EXERCISE AIM:
Please restate each entry word for word.

[Referring expression pointing data]
= Beginning of Section =
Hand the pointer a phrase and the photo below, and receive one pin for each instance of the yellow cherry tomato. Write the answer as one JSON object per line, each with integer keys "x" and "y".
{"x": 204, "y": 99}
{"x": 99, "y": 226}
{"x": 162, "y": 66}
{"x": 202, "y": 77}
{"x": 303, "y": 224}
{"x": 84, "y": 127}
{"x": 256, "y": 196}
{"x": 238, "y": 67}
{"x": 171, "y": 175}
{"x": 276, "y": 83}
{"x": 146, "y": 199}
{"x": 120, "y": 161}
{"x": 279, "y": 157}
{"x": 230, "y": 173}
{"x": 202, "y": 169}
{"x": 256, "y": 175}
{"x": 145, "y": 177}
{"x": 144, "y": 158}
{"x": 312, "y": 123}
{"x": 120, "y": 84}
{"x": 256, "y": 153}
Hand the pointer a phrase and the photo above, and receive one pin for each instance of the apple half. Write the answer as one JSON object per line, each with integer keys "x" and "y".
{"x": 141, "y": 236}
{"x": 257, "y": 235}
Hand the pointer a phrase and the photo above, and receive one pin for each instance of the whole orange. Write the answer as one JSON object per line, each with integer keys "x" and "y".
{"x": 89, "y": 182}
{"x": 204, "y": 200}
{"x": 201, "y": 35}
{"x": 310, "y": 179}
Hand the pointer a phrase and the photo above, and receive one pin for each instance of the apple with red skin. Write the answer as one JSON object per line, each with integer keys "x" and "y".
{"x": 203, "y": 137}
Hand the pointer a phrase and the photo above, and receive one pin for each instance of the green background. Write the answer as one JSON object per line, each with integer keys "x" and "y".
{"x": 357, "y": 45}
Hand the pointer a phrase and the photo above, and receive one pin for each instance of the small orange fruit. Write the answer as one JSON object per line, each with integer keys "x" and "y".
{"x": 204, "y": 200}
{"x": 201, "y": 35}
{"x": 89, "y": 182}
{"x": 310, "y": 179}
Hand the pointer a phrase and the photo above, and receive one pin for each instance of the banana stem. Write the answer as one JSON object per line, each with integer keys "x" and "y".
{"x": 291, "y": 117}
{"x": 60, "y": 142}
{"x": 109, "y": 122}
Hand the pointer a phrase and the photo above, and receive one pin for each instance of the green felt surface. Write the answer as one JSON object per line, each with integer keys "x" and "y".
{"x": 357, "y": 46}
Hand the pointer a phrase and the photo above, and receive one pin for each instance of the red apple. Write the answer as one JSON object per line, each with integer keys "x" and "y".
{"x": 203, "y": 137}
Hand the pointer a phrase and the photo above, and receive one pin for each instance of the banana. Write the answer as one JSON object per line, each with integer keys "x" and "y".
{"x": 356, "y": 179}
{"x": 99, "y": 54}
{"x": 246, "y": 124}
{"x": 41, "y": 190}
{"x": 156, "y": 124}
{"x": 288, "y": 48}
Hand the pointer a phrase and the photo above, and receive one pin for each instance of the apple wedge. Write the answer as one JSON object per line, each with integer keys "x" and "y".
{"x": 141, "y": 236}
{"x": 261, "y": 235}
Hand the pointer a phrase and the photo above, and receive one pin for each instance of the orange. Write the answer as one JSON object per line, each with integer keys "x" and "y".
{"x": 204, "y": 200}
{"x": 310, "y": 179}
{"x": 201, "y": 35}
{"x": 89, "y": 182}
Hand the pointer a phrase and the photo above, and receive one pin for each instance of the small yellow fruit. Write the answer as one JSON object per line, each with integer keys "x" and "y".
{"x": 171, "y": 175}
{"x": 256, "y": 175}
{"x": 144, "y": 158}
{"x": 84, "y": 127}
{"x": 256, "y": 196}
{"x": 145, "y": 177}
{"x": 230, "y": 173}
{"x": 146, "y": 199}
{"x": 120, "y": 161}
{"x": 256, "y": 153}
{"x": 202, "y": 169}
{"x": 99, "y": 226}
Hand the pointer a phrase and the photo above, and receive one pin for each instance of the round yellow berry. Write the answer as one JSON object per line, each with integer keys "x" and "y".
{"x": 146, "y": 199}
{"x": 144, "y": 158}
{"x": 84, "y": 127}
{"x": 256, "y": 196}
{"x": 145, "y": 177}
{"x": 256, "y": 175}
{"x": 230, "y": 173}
= End of Section =
TASK RESULT:
Hand the pointer a phrase and the photo below, and receive one pin for each instance of the yellow cherry tomato. Write the answer as one JSON object per line, each with integer keys "x" and "y".
{"x": 204, "y": 99}
{"x": 99, "y": 226}
{"x": 162, "y": 66}
{"x": 202, "y": 77}
{"x": 303, "y": 224}
{"x": 84, "y": 127}
{"x": 256, "y": 196}
{"x": 238, "y": 67}
{"x": 171, "y": 175}
{"x": 276, "y": 83}
{"x": 146, "y": 199}
{"x": 120, "y": 161}
{"x": 279, "y": 157}
{"x": 230, "y": 173}
{"x": 202, "y": 169}
{"x": 256, "y": 175}
{"x": 145, "y": 177}
{"x": 144, "y": 158}
{"x": 312, "y": 123}
{"x": 120, "y": 84}
{"x": 256, "y": 153}
Hand the pointer a phrase and the photo above, and receive one pin for each instance of the apple half. Write the answer as one JSON object per line, each with integer keys "x" and "y".
{"x": 141, "y": 236}
{"x": 257, "y": 235}
Hand the pointer a phrase and the photo above, and receive one pin for each instance of the whole orange. Write the answer as one JSON object per line, each with integer keys "x" and "y".
{"x": 89, "y": 182}
{"x": 204, "y": 200}
{"x": 201, "y": 35}
{"x": 310, "y": 179}
Hand the pointer a phrase and the photo above, and receive one pin for each instance of the apple with red skin. Write the answer as one JSON object per line, each with integer keys "x" and "y".
{"x": 203, "y": 137}
Hand the pointer a phrase and the photo above, and receive one pin for each instance of the green background. Write the answer as one JSON object per line, each with integer keys "x" and "y".
{"x": 357, "y": 45}
Hand the pointer a phrase and the photo above, and receive one pin for each instance of the small orange fruit. Write the answer as one JSON object per line, each with integer keys "x" and "y".
{"x": 204, "y": 200}
{"x": 201, "y": 35}
{"x": 89, "y": 182}
{"x": 310, "y": 179}
Hand the pointer a phrase and the photo above, and receive one pin for each instance of the banana stem. Write the answer as one JSON object per line, each with integer keys "x" and "y".
{"x": 291, "y": 117}
{"x": 60, "y": 142}
{"x": 109, "y": 122}
Hand the pointer a phrase and the photo above, and receive one pin for each instance of the green felt surface. Write the answer as one JSON object per line, each with integer keys "x" and "y".
{"x": 357, "y": 46}
Hand the pointer a phrase and the photo above, and receive one pin for each instance of the red apple. Write the answer as one JSON object per line, each with integer keys "x" and "y".
{"x": 203, "y": 137}
Hand the pointer a phrase and the photo above, and receive one pin for each instance of the banana. Write the answer as one JSON object per line, each with integer keys "x" and "y".
{"x": 356, "y": 179}
{"x": 99, "y": 54}
{"x": 246, "y": 124}
{"x": 41, "y": 190}
{"x": 156, "y": 124}
{"x": 288, "y": 48}
Hand the pointer a phrase and the photo above, and receive one pin for each instance of the apple wedge. Write the answer as one JSON object per line, each with integer keys "x" and "y".
{"x": 141, "y": 236}
{"x": 261, "y": 235}
Hand the pointer a phrase and the photo above, and receive one pin for each instance of the orange. Write the answer as one JSON object per line, each with integer keys "x" and "y".
{"x": 204, "y": 200}
{"x": 310, "y": 179}
{"x": 201, "y": 35}
{"x": 89, "y": 182}
Hand the pointer a phrase and the photo above, and receive one pin for each instance of the small yellow fruit. Write the answer as one JSON object per line, each with integer keys "x" and "y".
{"x": 171, "y": 175}
{"x": 256, "y": 175}
{"x": 144, "y": 158}
{"x": 84, "y": 127}
{"x": 256, "y": 196}
{"x": 145, "y": 177}
{"x": 230, "y": 173}
{"x": 146, "y": 199}
{"x": 120, "y": 161}
{"x": 256, "y": 153}
{"x": 202, "y": 169}
{"x": 99, "y": 226}
Hand the pointer a phrase and the photo above, and receive one pin for each instance of the round yellow berry. Write the answer as one JSON object per line, each with integer keys "x" and "y".
{"x": 146, "y": 199}
{"x": 144, "y": 158}
{"x": 84, "y": 127}
{"x": 256, "y": 196}
{"x": 145, "y": 177}
{"x": 256, "y": 175}
{"x": 230, "y": 173}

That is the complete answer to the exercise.